● WHAT THE TASK ASKS: List every organization or institution named in the article on Alzheimer's disease below.
── TEXT SEGMENT ──
Update Date: Oct 10, 2013 09:34 AM EDT

Alzheimer's disease is the most common form of dementia. Once it manifests, brain cells start to die and cognitive function declines. Due to the fact that there is no cure for Alzheimer's, attempting to prevent it or treating it as soon as possible are the two main methods in dealing with this disease. Even though these approaches can be effective for some people, finding a cure would be ideal. Now, in a new study done on mice models, researchers reported that they used a chemical that was capable of preventing brain cells from dying in a neurodegenerative disease.

"This finding, I suspect, will be judged by history as a turning point in the search for medicines to control and prevent Alzheimer's disease," Professor Roger Morris from King's college London said reported by BBC News. "'I'm very excited, it's the first proof in any living animal that you can delay neurodegeneration."

For this study, the researcher from the Medical Research Council Toxicology Unit, which is located at the University of Leicester, examined the brain cells' natural defense mechanisms. When a neurodegenerative disease develops, the brain produces faulty proteins. These proteins will activate the defense mechanisms that shut down protein production, which prevents the virus from spreading. In this situation, however, the faulty protein stays longer than usual, which causes the brain to remain in shut down mode longer than it needs to be. This then causes the brain cells to starve until they die.
───
── DATASET ENTRIES ──
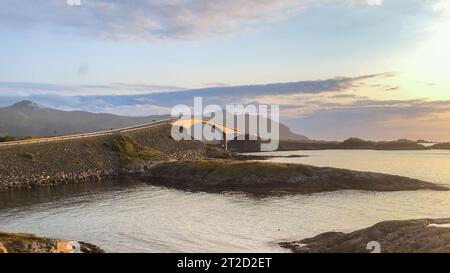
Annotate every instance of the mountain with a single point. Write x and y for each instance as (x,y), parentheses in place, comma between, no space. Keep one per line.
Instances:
(287,135)
(27,118)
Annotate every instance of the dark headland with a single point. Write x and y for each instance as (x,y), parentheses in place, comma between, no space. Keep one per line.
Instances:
(410,236)
(154,157)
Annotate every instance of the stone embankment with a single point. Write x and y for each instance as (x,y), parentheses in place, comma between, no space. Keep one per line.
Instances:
(91,159)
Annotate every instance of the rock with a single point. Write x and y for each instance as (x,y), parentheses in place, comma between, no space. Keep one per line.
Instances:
(272,178)
(29,243)
(410,236)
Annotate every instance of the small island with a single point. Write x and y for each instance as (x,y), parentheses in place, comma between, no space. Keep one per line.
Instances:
(29,243)
(216,176)
(409,236)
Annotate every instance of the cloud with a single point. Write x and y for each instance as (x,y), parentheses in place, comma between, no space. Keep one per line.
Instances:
(155,19)
(378,120)
(41,89)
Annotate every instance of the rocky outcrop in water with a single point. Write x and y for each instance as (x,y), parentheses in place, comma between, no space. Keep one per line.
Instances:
(272,178)
(29,243)
(410,236)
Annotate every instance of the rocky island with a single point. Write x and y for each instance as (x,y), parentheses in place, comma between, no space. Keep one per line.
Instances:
(271,178)
(29,243)
(410,236)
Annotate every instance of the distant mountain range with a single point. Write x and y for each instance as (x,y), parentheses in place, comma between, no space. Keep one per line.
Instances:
(27,118)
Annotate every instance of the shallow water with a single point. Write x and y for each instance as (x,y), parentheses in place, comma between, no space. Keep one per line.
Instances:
(127,216)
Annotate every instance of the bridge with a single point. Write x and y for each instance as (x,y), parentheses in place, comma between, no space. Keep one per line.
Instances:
(183,122)
(86,135)
(187,123)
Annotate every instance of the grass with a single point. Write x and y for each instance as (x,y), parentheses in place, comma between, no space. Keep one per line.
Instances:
(30,156)
(7,139)
(229,168)
(130,151)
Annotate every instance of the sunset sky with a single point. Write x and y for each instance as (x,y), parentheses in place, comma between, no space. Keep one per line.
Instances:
(338,68)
───
● RESPONSE AREA:
King's college London
BBC News
Medical Research Council Toxicology Unit
University of Leicester